◆ **TASK REQUIREMENTS**
Continue the scikit-learn SGDRegressor tutorial from its final line, picking up right after the `xs` array is defined.

◆ **READING TEXT**
So how would you train a neural network to do the equivalent task? Using data! By feeding it with a set of `x`s, and a set of `y`s, it should be able to figure out the relationship between them.

Let's step through this piece by piece.


## Imports

Let's start with our imports. Here we are importing numpy and part of the sklearn library. Specifically, we're importing a section that will allow us to use a Stochastic Gradient Descent (SGD) model.

In [29]:
import numpy as np
from sklearn.linear_model import SGDRegressor

## Define and Compile the Neural Network

Next we will specify the model to use. You can look up information on the [SGDRegressor model](https://scikit-learn.org/stable/modules/generated/sklearn.linear_model.SGDRegressor.html) in the documentation. It gives us basic information (as well as a lot of details that may be way beyond our grasp at the moment):

*    Linear model fitted by minimizing a regularized empirical loss with SGD.
*    SGD stands for Stochastic Gradient Descent: the gradient of the loss is estimated each sample at a time and the model is updated along the way with a decreasing strength schedule (aka learning rate).

We can also view many of the parameters that we can customise. For now we'll only specify two:
*    max_iter = the number of max iterations, which defines the maximum number of passes over the training data (aka epochs). This essentially defines how long should the model train itself.
*    tol = tolerance, which determines the stopping criterion. In other words, this parameter allows us to stop the training once the model is accurate enough for our needs. A higher tolerance will stop the model sooner, while a lower tolerance will require more training to satisfy the stopping requirement.

In [24]:
model = SGDRegressor(max_iter=500, tol=1e-3)

## Providing the Data

Next up we'll feed in some data. In this case we are taking 6 `x`s and 6 `y`s. The _actual_ relationship between these is `y = 3x + 1`, which you can infer with a bit of mental math. We will be submitting our data in numpy arrays:

In [25]:
xs = np.array([-1.0, 0.0, 1.0, 2.0, 3.0, 4.0]).reshape(-1, 1)

◆ **RECORDED DATA**

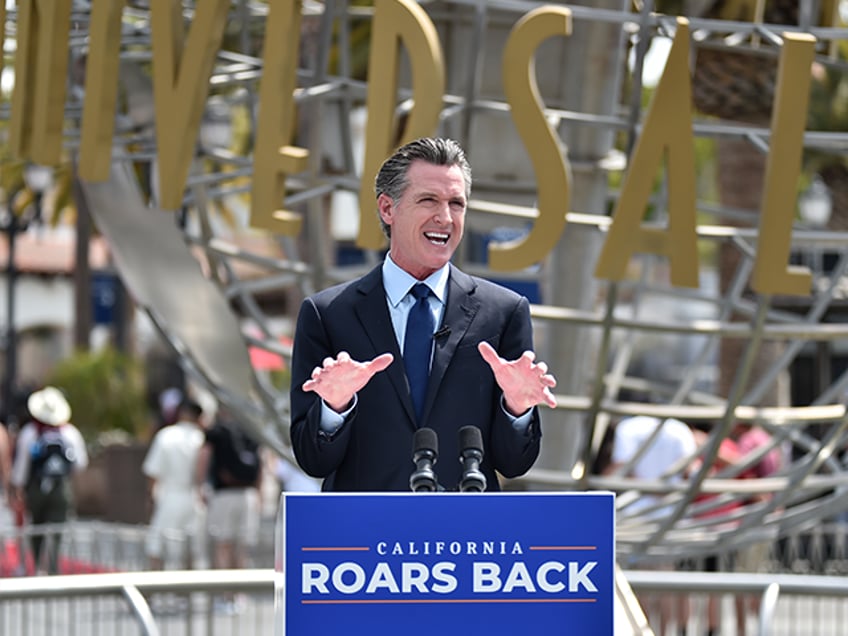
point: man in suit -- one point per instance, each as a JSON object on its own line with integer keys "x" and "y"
{"x": 353, "y": 413}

◆ **TASK OUTPUT**
ys = np.array([-2.0, 1.0, 4.0, 7.0, 10.0, 13.0])

# Training the model

Next we must train the model. In sklearn, we can easily use the .fit() method. If you've seen lots of math for machine learning, here's where it's usually used, but in this case it's nicely encapsulated in functions for you. But what happens here -- let's explain...

We know that in our function, the relationship between the numbers is `y=3x+1`.

When the computer is trying to 'learn' that, it makes a guess...maybe `y=10x+10`? A **loss function** measures the guessed answers against the known correct answers and measures how well or how badly it did.

It then uses an **optimizer function** to make another guess. Based on how the loss function went, it will try to minimize the loss. At that point maybe it will come up with something like `y=5x+5`, which, while still pretty bad, is closer to the correct result (i.e. the loss is lower).

It will repeat this for the number of **epochs** (here, a maximum of 500 as specified above, or until a specific loss threshold is reached).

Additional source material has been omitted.